- _Task description_
When a line in the records contains the string "white", copy that line.

- _Extracted information_
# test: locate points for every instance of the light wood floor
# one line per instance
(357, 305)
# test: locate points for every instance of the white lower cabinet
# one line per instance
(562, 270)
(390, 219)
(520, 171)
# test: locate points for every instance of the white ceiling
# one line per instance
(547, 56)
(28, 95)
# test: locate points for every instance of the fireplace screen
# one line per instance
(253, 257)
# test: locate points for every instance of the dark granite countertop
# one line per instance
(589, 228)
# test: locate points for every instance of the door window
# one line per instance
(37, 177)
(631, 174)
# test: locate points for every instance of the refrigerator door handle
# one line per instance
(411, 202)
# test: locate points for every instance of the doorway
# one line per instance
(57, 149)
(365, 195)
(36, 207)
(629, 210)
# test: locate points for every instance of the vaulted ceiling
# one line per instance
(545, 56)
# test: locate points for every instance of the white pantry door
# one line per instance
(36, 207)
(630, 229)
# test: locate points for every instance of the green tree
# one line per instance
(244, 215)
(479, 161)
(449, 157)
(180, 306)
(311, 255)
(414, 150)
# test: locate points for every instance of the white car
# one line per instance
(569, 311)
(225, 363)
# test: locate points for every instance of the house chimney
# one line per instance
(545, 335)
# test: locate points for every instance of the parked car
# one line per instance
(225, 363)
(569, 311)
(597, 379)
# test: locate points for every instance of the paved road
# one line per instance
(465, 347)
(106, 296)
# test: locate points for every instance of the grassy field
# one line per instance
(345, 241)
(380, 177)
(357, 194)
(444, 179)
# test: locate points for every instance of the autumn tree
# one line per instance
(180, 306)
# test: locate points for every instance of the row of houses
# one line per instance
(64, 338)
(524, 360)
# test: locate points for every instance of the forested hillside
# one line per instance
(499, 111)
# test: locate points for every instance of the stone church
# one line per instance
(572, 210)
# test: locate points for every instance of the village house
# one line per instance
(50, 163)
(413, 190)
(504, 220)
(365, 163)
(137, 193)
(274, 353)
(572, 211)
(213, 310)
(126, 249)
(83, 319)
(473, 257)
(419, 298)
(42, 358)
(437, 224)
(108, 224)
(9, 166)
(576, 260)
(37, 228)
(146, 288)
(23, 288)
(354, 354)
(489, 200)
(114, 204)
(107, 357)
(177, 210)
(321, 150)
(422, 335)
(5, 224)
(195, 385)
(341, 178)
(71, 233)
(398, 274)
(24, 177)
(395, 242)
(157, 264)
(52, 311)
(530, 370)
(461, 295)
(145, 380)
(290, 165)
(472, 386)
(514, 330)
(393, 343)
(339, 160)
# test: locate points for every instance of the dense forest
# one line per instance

- _Response area_
# test: locate points for every instance of the white lower cabinet
# test: locate points for every instance of the white ceiling
# test: locate points for every instance of the white pantry door
# test: locate points for every instance of the white car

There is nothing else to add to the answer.